Return the material unaltered, line by line.

Record set
============================================================

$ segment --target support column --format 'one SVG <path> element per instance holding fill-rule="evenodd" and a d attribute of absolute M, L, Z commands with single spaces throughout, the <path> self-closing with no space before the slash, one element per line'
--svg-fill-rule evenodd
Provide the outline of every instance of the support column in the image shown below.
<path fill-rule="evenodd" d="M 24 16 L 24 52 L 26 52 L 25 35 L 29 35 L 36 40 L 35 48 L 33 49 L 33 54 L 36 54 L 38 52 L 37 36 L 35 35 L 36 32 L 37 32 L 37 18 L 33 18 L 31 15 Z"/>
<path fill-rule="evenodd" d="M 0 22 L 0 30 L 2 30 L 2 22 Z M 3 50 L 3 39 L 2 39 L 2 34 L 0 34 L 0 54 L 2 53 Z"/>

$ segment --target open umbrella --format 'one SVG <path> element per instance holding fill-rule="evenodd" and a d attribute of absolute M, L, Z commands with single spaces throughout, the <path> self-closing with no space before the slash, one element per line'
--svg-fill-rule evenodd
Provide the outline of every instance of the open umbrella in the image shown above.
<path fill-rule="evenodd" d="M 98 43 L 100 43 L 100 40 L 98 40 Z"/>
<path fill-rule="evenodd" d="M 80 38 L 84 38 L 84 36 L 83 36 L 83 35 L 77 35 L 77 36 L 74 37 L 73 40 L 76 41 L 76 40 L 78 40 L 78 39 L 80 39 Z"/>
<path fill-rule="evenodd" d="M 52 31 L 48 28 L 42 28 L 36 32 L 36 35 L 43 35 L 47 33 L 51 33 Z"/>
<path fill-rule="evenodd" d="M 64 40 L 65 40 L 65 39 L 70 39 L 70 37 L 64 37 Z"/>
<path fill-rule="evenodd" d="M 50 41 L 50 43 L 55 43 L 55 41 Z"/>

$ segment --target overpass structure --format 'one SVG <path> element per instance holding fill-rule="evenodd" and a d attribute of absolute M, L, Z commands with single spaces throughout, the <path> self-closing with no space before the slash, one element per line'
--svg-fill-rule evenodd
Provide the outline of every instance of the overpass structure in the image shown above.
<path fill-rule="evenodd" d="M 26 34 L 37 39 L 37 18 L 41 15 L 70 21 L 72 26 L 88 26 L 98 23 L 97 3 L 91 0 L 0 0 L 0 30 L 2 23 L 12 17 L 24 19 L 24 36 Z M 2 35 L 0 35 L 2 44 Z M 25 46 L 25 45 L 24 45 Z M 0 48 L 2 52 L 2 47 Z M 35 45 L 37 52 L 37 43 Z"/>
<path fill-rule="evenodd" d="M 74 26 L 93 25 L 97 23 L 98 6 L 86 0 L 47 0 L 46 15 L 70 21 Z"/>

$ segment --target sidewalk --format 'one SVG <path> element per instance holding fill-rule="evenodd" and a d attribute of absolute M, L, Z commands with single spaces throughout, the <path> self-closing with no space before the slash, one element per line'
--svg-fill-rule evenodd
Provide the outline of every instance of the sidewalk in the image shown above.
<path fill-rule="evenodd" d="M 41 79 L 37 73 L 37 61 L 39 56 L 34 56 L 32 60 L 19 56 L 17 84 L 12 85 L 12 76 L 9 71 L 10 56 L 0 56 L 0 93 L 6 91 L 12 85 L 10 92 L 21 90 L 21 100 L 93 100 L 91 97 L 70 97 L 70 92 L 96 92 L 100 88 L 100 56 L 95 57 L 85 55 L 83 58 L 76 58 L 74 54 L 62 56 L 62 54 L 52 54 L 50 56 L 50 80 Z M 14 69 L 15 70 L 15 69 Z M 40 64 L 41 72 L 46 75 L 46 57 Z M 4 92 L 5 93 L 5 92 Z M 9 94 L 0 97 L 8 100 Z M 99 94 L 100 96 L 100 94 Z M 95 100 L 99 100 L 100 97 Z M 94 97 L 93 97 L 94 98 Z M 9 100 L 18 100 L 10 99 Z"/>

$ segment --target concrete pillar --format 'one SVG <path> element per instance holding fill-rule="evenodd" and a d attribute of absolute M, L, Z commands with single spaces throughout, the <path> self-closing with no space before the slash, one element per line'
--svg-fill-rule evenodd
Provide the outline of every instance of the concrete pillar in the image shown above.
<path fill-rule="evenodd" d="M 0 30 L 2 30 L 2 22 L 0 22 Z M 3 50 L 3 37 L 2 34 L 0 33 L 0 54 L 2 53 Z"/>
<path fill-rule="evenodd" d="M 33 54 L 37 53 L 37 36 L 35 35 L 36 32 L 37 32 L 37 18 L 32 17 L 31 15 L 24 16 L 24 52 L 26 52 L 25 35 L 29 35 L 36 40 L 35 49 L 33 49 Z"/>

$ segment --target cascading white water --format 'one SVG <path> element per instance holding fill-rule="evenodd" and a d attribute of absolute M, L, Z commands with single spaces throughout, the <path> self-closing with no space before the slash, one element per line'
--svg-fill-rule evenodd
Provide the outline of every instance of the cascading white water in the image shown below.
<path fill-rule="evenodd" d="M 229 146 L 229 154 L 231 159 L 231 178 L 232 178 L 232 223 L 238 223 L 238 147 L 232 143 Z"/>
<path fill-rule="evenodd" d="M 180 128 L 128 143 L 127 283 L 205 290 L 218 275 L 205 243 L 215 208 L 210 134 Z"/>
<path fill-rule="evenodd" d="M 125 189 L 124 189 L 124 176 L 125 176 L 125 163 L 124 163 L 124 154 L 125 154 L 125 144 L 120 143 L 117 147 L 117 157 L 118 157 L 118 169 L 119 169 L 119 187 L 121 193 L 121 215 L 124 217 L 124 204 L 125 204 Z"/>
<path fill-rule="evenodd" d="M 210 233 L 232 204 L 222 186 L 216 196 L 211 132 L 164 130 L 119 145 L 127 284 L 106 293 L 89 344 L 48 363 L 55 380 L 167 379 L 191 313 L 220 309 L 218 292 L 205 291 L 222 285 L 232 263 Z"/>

============================================================

Your response
$ segment --target support column --format 'one SVG <path> element per instance holding fill-rule="evenodd" and a d attribute of absolute M, L, Z commands with single spaces throughout, the <path> self-closing with no space before the slash, one element per line'
--svg-fill-rule evenodd
Provide the outline of every instance of the support column in the image shown below.
<path fill-rule="evenodd" d="M 24 16 L 24 52 L 26 52 L 25 35 L 29 35 L 36 40 L 35 48 L 33 49 L 33 54 L 36 54 L 38 52 L 37 36 L 35 35 L 36 32 L 37 32 L 37 18 L 33 18 L 31 15 Z"/>
<path fill-rule="evenodd" d="M 0 22 L 0 30 L 2 30 L 2 22 Z M 3 50 L 3 39 L 2 39 L 2 34 L 0 34 L 0 54 L 2 53 Z"/>

$ segment --target open umbrella --format 'one SVG <path> element per instance holding fill-rule="evenodd" and a d attribute of absolute M, L, Z commands with single spaces throughout, the <path> self-closing with no space before the slash, one element per line'
--svg-fill-rule evenodd
Provide the outline of every instance of the open umbrella in the image shown above.
<path fill-rule="evenodd" d="M 98 43 L 100 43 L 100 40 L 98 40 Z"/>
<path fill-rule="evenodd" d="M 80 38 L 84 38 L 84 36 L 83 36 L 83 35 L 77 35 L 77 36 L 74 37 L 73 40 L 76 41 L 76 40 L 78 40 L 78 39 L 80 39 Z"/>
<path fill-rule="evenodd" d="M 52 31 L 48 28 L 42 28 L 36 32 L 36 35 L 43 35 L 47 33 L 51 33 Z"/>
<path fill-rule="evenodd" d="M 64 40 L 65 40 L 65 39 L 70 39 L 70 37 L 64 37 Z"/>
<path fill-rule="evenodd" d="M 50 41 L 50 43 L 55 43 L 55 41 Z"/>

$ segment --target overpass structure --format 'one SVG <path> element per instance holding fill-rule="evenodd" and a d attribute of absolute M, L, Z commands with single spaces throughout, the <path> self-closing with no space before the slash, one element per line'
--svg-fill-rule evenodd
Provide the outline of every instance of the overpass structure in the image shown above.
<path fill-rule="evenodd" d="M 26 34 L 37 39 L 37 18 L 41 15 L 70 21 L 72 26 L 88 26 L 98 23 L 97 3 L 91 0 L 0 0 L 0 30 L 2 23 L 12 17 L 24 19 L 24 36 Z M 2 35 L 0 35 L 2 44 Z M 25 46 L 25 45 L 24 45 Z M 0 48 L 2 52 L 2 47 Z M 35 45 L 37 52 L 37 43 Z"/>
<path fill-rule="evenodd" d="M 74 26 L 93 25 L 97 23 L 98 6 L 86 0 L 47 0 L 46 15 L 70 21 Z"/>

$ segment --target sidewalk --format 'one SVG <path> element per instance holding fill-rule="evenodd" and a d attribute of absolute M, L, Z commands with single spaces throughout, the <path> self-closing with no space before the slash, one element per line'
--svg-fill-rule evenodd
Provide the outline of every instance of the sidewalk in the image shown above.
<path fill-rule="evenodd" d="M 41 79 L 37 73 L 37 61 L 39 56 L 34 56 L 32 60 L 19 56 L 17 84 L 12 85 L 12 76 L 9 71 L 10 56 L 0 56 L 0 93 L 6 91 L 12 85 L 10 92 L 21 90 L 21 100 L 93 100 L 91 97 L 70 97 L 70 92 L 96 92 L 100 88 L 100 56 L 95 57 L 85 55 L 83 58 L 76 58 L 74 54 L 62 56 L 62 54 L 52 54 L 50 56 L 50 80 Z M 14 69 L 15 70 L 15 69 Z M 40 64 L 41 72 L 46 75 L 46 57 Z M 4 92 L 5 93 L 5 92 Z M 9 94 L 0 97 L 8 100 Z M 99 94 L 100 96 L 100 94 Z M 95 100 L 99 100 L 100 97 Z M 94 97 L 93 97 L 94 98 Z M 9 100 L 18 100 L 10 99 Z"/>

$ segment --target concrete pillar --format 'one SVG <path> element per instance holding fill-rule="evenodd" and a d attribute of absolute M, L, Z commands with single spaces throughout, the <path> self-closing with no space before the slash, one element per line'
--svg-fill-rule evenodd
Provide the outline of every instance of the concrete pillar in the image shown above.
<path fill-rule="evenodd" d="M 0 30 L 2 30 L 2 22 L 0 22 Z M 3 50 L 3 37 L 2 34 L 0 33 L 0 54 L 2 53 Z"/>
<path fill-rule="evenodd" d="M 33 54 L 37 53 L 37 36 L 35 35 L 36 32 L 37 32 L 37 18 L 32 17 L 31 15 L 24 16 L 24 52 L 26 52 L 25 35 L 29 35 L 36 40 L 35 49 L 33 49 Z"/>

$ segment --target cascading white water --format 'one SVG <path> element per instance holding fill-rule="evenodd" and a d attribute of absolute M, L, Z commands with single spaces throughout, the <path> self-closing with no space before the slash, one element per line'
--svg-fill-rule evenodd
Provide the outline of every instance of the cascading white water in the image shown below.
<path fill-rule="evenodd" d="M 229 146 L 229 154 L 231 159 L 231 178 L 232 178 L 232 223 L 238 223 L 238 147 L 232 143 Z"/>
<path fill-rule="evenodd" d="M 180 128 L 128 143 L 127 283 L 205 290 L 218 275 L 205 243 L 215 208 L 210 134 Z"/>
<path fill-rule="evenodd" d="M 125 189 L 124 189 L 124 176 L 125 176 L 125 163 L 124 163 L 124 154 L 125 154 L 125 144 L 120 143 L 117 147 L 117 157 L 118 157 L 118 169 L 119 169 L 119 187 L 121 193 L 121 215 L 124 217 L 124 204 L 125 204 Z"/>
<path fill-rule="evenodd" d="M 210 233 L 232 204 L 222 186 L 216 196 L 211 132 L 164 130 L 119 145 L 127 284 L 106 293 L 89 344 L 48 363 L 55 380 L 167 379 L 191 313 L 220 309 L 218 292 L 205 291 L 222 285 L 232 263 Z"/>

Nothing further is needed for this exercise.